READING TEXT
□ □ □ □

MRidium 1056 Standard Infusion Set: The company’s standard ‘spike’ infusion set features the ability to accurately deliver liquids from either a bottle or IV bag. The 1056 standard infusion set contains two needle-free injection ports and is typically used when starting a new infusion from a bottle or bag.
MRidium 1057 Syringe Adapter Infusion Set: The company’s syringe adapter IV set enables users to provide accurate delivery of IV fluids directly from standard syringes. The 1057 vented syringe adapter set benefits from a low priming volume of 4 ml, which minimizes inefficient waste of medication. This product is most used for cardiac medications, anesthesia, and pediatric drug delivery.
MRidium 1058 Extension Infusion Set: The company’s extension infusion set allows users to transfer a patient on a standard infusion pump to the company’s MRI compatible IV infusion pump. The user simply disconnects the existing IV tubing at the patient site and primes and connects the MRidium extension set to the existing IV tubing. Once removed from the conventional infusion pump and connected to the company’s MRidium MRI compatible IV infusion pump, the user can program the pump and begin the infusion. The 1058 extension set includes one needle-free injection port and is typically used to provide uninterrupted critical medications to a severely ill patient during an MRI procedure.
MR IV Pole
The company offers a fully functional and weighted non-magnetic IV pole that is designed for mobility within the hospital and the MRI scanner room. The IV pole can support two MRidium 3860+ MRI compatible IV infusion pumps, each with a 3861 Side Car Pump Module. The IV pole is 66 inches (1.68 meters) high, stabilized with a wide pole radius and mobilized with five casters designed to roll easily during transport. The IV pole is equipped with four hooks for holding fluid bags.
Optional Features
The company’s 3860+ MRI compatible IV infusion pump system gives customers the ability to adapt their systems to meet their specific needs. In addition to the company’s standard product features, it also offers system upgrades which include a modular add-on second IV channel through the company’s 3861 Side Car, a wireless remote control/display, DERS and an imbedded SpO2 monitor. The company also offers rechargeable lithium polymer battery packs which has 12-hour life when not connected to an electrical outlet.
3861 Side Car Pump Module
The company’s Side Car Pump Module can be attached to its 3860+ MRidium MRI compatible IV infusion pump to provide a second channel for infusion delivery. This flexible option allows hospitals to convert their single-channel infusion pump into a dual-channel system designed to deliver both large and small volume fluids in the MRI scanner room. The side car is fully functional with the company’s 3865 MRidium Wireless Remote, allowing clinicians the ability to control both channels with one remote control unit outside of the MRI scanner room. The additional delivery line has all of the same features and benefits as the 3860+ MRidium MRI compatible IV infusion pump.

□ □ □ □

DATASET RECORDS
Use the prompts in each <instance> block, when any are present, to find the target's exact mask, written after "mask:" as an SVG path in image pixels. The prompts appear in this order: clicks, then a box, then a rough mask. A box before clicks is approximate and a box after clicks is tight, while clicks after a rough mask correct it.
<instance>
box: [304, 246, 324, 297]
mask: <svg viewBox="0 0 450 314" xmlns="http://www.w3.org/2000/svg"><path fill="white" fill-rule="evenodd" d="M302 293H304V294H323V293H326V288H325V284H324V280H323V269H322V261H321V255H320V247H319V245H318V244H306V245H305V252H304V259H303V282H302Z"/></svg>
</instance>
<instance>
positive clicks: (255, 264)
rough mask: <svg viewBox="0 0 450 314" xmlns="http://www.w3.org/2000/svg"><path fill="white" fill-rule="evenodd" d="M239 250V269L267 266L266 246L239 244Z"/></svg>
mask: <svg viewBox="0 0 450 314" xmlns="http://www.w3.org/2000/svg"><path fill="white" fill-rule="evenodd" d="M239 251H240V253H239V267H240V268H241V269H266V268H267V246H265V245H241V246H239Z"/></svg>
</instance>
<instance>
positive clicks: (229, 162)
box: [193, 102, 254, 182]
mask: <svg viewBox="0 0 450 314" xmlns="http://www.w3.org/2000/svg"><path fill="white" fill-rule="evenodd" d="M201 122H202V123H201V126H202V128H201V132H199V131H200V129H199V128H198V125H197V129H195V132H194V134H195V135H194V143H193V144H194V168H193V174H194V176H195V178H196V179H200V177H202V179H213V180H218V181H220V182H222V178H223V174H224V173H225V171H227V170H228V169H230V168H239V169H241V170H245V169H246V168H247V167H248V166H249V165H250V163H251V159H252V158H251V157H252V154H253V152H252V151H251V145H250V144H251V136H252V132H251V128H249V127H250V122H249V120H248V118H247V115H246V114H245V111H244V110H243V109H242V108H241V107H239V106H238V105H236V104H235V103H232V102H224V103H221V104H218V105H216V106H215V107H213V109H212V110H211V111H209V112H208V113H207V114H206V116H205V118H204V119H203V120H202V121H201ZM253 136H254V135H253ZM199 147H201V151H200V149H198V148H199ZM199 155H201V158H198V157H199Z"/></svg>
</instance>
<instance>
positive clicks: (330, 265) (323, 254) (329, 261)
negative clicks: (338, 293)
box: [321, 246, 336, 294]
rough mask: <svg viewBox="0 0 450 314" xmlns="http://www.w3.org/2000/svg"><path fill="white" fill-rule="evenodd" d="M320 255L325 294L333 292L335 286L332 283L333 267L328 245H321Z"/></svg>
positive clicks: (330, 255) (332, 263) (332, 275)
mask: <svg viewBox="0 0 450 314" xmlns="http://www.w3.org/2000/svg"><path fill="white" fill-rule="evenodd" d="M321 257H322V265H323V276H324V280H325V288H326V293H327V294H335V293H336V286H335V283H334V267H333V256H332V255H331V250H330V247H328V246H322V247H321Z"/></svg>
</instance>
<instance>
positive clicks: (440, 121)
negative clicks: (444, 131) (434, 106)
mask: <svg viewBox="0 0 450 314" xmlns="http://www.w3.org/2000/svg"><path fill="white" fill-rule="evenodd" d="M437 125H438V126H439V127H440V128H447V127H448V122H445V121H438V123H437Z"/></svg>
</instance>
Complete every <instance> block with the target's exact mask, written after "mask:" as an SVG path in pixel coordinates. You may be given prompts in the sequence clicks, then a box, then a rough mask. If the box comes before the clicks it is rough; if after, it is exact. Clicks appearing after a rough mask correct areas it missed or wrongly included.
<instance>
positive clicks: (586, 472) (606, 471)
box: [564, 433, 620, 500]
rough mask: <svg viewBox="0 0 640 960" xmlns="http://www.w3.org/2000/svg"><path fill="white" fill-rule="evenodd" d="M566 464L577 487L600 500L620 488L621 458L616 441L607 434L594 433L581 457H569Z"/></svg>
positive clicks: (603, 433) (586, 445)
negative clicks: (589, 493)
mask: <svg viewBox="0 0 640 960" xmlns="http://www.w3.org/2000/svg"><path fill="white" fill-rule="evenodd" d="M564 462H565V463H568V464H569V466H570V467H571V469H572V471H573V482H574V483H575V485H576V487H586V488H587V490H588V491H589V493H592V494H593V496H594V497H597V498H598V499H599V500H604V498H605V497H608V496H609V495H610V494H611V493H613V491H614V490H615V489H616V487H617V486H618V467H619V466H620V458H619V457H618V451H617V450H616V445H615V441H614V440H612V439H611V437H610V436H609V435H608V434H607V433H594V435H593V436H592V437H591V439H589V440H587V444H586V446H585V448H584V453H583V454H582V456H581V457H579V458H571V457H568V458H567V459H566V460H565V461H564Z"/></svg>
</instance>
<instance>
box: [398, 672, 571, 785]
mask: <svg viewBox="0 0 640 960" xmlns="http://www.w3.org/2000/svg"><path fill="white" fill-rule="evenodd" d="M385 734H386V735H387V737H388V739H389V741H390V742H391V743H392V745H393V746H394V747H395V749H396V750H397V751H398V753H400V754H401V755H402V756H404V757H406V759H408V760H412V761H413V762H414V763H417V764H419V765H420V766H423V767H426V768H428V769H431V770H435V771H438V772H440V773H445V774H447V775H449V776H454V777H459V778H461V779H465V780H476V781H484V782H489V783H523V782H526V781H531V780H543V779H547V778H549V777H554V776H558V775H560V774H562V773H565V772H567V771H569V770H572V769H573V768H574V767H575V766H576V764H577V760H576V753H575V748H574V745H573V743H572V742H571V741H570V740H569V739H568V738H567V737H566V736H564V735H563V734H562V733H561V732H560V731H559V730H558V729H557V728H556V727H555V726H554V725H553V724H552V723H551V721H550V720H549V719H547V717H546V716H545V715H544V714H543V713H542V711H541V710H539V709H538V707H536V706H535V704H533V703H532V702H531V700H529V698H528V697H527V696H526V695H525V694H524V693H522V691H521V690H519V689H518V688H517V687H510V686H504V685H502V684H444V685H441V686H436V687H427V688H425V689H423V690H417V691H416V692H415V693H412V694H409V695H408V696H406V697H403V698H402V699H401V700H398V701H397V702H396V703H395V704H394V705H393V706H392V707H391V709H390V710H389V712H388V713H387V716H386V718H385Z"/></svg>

□ □ □ □

ACTIVITIES
(A) In the infusion pump text, what priming volume does the 1057 vented syringe adapter set have?
(B) Quote the infusion pump text from "MRidium 1056 Standard" to "pediatric drug delivery.".

RESPONSES PER TASK
(A) 4 ml

(B)
MRidium 1056 Standard Infusion Set: The company’s standard ‘spike’ infusion set features the ability to accurately deliver liquids from either a bottle or IV bag. The 1056 standard infusion set contains two needle-free injection ports and is typically used when starting a new infusion from a bottle or bag.
MRidium 1057 Syringe Adapter Infusion Set: The company’s syringe adapter IV set enables users to provide accurate delivery of IV fluids directly from standard syringes. The 1057 vented syringe adapter set benefits from a low priming volume of 4 ml, which minimizes inefficient waste of medication. This product is most used for cardiac medications, anesthesia, and pediatric drug delivery.